***** ИСХОДНЫЕ ДАННЫЕ *****
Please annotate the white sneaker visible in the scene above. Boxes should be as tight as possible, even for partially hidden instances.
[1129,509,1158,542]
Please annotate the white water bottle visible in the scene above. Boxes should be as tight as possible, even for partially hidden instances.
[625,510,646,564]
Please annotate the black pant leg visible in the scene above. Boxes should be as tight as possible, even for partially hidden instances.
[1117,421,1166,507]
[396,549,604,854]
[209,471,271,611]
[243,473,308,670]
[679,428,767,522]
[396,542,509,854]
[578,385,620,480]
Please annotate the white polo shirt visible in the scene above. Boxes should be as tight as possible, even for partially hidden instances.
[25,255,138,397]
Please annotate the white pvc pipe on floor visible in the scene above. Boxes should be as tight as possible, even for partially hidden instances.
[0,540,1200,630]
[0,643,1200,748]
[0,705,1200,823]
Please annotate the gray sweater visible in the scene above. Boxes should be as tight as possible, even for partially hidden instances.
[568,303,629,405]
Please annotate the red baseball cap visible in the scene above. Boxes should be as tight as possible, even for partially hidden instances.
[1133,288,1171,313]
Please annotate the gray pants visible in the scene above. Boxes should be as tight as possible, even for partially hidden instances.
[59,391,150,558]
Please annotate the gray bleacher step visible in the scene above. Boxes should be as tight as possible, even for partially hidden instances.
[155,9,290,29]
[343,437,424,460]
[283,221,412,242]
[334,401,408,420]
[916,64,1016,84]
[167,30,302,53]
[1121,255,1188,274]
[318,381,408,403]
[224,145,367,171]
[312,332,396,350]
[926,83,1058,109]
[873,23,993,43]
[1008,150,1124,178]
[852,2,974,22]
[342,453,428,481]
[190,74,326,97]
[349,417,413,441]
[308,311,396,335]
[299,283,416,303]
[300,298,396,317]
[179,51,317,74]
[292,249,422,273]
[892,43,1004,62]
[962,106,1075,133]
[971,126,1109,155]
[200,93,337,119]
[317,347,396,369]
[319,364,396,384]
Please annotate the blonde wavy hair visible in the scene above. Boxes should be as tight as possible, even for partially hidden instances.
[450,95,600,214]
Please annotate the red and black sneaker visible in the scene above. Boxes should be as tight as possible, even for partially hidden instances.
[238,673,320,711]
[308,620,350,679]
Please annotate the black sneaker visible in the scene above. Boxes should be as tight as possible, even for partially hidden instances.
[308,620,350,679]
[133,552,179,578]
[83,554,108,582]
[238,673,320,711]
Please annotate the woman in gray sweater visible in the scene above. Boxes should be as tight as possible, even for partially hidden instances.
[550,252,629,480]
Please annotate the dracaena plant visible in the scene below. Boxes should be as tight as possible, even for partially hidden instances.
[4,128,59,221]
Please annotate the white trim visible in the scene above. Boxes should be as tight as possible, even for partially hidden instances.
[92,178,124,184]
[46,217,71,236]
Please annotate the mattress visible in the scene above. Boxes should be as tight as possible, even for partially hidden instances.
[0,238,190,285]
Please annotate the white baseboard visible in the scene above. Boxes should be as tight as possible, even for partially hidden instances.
*****
● **ЦЕЛЬ УПРАЖНЕНИЯ**
Перепечатайте, пожалуйста, весь приведенный выше материал строка за строкой, ничего не меняя.

● **ВЫПОЛНЕННОЕ ЗАДАНИЕ**
Please annotate the white sneaker visible in the scene above. Boxes should be as tight as possible, even for partially hidden instances.
[1129,509,1158,542]
Please annotate the white water bottle visible in the scene above. Boxes should be as tight as possible, even for partially hidden instances.
[625,510,646,564]
Please annotate the black pant leg visible in the scene above. Boxes should be as tight as possible, even for partially hidden instances.
[1117,421,1166,507]
[396,549,604,854]
[209,471,271,611]
[243,473,308,670]
[679,428,767,522]
[396,542,509,854]
[578,385,620,480]
Please annotate the white polo shirt visible in the scene above. Boxes should be as tight as possible, even for partially hidden instances.
[25,255,138,397]
Please annotate the white pvc pipe on floor visible in the scene above. Boxes should be as tight as possible, even for partially hidden instances.
[0,540,1200,630]
[0,643,1200,748]
[0,705,1200,823]
Please annotate the gray sweater visible in the scene above. Boxes should be as tight as possible, even for partially hidden instances.
[568,303,629,405]
Please annotate the red baseball cap visible in the scene above. Boxes should be as tight as possible, even for partially hidden instances.
[1133,288,1171,313]
Please annotate the gray pants visible in the scene above. Boxes should be as tight as possible, even for partially hidden instances.
[59,391,150,558]
Please annotate the gray bleacher step visible in the scene above. Boxes should be as tight as possible, even for partially hidden instances.
[155,9,290,29]
[343,437,424,460]
[283,221,412,242]
[334,401,408,420]
[916,64,1016,84]
[167,30,302,53]
[1121,255,1188,274]
[318,381,408,403]
[224,145,367,171]
[312,332,396,350]
[926,83,1058,109]
[873,23,993,43]
[1008,150,1124,178]
[852,2,974,22]
[342,453,428,481]
[190,74,326,97]
[349,417,413,441]
[308,311,396,335]
[299,283,416,303]
[300,298,396,317]
[179,51,317,74]
[292,249,422,273]
[892,43,1004,62]
[962,106,1075,133]
[971,126,1109,155]
[200,93,337,119]
[317,347,396,369]
[319,364,396,384]
Please annotate the blonde wavy hair visible in the scene above. Boxes should be as tight as possible, even for partially hidden instances.
[450,95,600,214]
Please annotate the red and black sneaker visible in the scene above. Boxes should be as tight as possible, even for partially hidden instances.
[238,673,320,711]
[308,620,350,679]
Please annotate the black sneaker visible in the scene above. Boxes should be as tight as possible, even for partially hidden instances.
[308,620,350,679]
[133,552,179,578]
[83,554,108,582]
[238,673,320,711]
Please annotate the woman in gray sweater visible in the scene above. Boxes should be as tight as possible, even for partially hidden instances.
[550,252,629,480]
Please annotate the dracaena plant visible in the scene below. Boxes should be as tight as possible, even for partially hidden instances.
[4,128,59,221]
Please annotate the white trim visible in the scene above. Boxes should be as tight as possible, even for partially hidden instances.
[92,178,124,184]
[46,217,71,236]
Please annotate the mattress visible in the scene above. Boxes should be as tight as possible, even for partially hidden instances.
[0,238,190,285]
Please annotate the white baseboard visible in the scene above. Boxes should be as tight as possible, even for partially hidden instances.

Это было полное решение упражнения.